__Questions__
A - Decide whether each statement agrees with the review passage: (i) Hawkes's letter appeared in the London Review of Books on 21 November 1985; (ii) Hughes reports that the offending phrase caused a major controversy in England; (iii) 'churl' became a swear word used by Norman overlords in the 12th century. For each, answer yes or no and quote the deciding words.
B - Translate this sentence from the review passage into Spanish: "Hughes, one discovers, does not at all approve of the deterioration of standards which he has observed since his ear-opening National Service days."

__Passage shown__
────────────────
Hughes, one discovers, does not at all approve of the deterioration of standards which he has observed since his ear-opening National Service days. ‘Even public academic discourse,’ he notes, ‘normally conducted in a decorously high register, has shown some signs of a lowering of tone. In a letter to the London Review of Books (21 November 1985), Professor Terence Hawkes curtly dismissed Professor Graham Hough with the words “piss off.” ’ According to Hughes, ‘Hawkes’s notoriously churlish performance combined cowardice with insult, since his whole letter was, technically, directed to the editor, who was thereby obliged, amongst other indignities, to “tell Hough to piss off”. Interestingly, this outrage led to no controversy whatever (over the offending phrase) in England.’ It is nice to see Hughes so outraged that he unconsciously resurrects ‘churl’ (‘Anglo-Saxon ceorl, “a man”, but on occasions “a hero” or even “a prince” ’) which – as he tells us on page 57 – became a swear word in the mouths of Norman overlords in the 12th century when opprobriating their Saxon subjects. Properly speaking, Hawkes is a Welsh git (‘Scots get or gett, “bastard” ’).
────────────────
__Stored data__
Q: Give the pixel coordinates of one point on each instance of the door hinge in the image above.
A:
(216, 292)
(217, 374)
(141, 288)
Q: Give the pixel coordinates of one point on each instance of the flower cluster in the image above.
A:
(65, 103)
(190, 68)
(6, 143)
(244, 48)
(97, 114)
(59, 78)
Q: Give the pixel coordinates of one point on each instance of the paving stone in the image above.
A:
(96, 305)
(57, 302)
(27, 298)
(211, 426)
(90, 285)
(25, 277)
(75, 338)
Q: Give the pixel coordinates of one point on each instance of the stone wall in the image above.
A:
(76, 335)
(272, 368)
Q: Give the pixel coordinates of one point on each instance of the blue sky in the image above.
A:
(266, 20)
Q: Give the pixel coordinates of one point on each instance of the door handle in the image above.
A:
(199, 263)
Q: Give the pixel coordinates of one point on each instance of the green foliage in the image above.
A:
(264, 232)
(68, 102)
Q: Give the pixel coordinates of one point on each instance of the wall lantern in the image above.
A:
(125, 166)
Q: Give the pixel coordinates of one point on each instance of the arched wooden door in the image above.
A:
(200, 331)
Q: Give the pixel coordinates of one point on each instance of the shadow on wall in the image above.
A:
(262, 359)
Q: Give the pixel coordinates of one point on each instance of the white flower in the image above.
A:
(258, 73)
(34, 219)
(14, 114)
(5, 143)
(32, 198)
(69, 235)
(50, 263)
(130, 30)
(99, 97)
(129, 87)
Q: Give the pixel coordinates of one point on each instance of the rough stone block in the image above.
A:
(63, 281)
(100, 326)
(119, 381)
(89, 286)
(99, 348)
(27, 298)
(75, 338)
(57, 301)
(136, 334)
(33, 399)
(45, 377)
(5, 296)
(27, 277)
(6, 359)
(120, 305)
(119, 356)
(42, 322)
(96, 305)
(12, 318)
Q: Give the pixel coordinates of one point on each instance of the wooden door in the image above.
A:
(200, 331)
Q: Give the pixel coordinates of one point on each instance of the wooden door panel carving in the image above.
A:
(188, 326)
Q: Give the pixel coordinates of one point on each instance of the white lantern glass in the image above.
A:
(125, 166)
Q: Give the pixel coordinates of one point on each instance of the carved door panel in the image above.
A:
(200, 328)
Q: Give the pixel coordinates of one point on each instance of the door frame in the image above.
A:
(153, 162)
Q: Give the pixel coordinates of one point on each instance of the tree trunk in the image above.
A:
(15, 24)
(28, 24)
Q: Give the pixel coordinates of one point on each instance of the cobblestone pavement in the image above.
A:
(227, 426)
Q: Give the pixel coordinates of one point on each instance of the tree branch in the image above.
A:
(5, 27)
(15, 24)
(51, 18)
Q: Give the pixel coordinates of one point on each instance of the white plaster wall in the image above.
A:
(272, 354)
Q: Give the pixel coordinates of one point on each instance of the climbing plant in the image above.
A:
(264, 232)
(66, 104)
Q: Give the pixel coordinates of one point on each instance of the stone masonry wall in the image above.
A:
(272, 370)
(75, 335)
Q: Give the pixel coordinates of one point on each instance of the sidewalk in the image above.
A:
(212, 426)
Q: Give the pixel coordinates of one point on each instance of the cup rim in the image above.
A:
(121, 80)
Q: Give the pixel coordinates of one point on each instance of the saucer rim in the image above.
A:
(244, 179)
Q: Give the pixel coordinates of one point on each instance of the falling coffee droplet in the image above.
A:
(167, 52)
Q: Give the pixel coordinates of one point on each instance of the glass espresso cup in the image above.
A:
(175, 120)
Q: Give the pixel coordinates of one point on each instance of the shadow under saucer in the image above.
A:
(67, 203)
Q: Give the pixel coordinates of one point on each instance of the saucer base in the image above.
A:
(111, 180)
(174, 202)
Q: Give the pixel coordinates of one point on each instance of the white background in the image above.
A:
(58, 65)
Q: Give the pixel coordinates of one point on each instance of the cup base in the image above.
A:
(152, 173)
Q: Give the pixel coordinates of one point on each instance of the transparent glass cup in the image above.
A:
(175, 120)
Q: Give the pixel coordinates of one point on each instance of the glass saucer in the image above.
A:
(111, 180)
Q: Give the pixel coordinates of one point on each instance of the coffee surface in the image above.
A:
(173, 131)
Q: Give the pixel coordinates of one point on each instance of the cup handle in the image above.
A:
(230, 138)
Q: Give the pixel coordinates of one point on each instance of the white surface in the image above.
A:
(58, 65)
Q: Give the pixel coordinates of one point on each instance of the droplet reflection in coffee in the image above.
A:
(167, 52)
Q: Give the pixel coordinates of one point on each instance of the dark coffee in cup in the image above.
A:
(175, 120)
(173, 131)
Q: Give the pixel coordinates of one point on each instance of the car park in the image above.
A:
────────────────
__Solved tasks__
A -
(i) Yes: "In a letter to the London Review of Books (21 November 1985)"
(ii) No: "this outrage led to no controversy whatever (over the offending phrase) in England."
(iii) Yes: "became a swear word in the mouths of Norman overlords in the 12th century when opprobriating their Saxon subjects"

B - Hughes, según se descubre, no aprueba en absoluto el deterioro de las normas que ha observado desde sus días del servicio militar obligatorio, que le abrieron los oídos.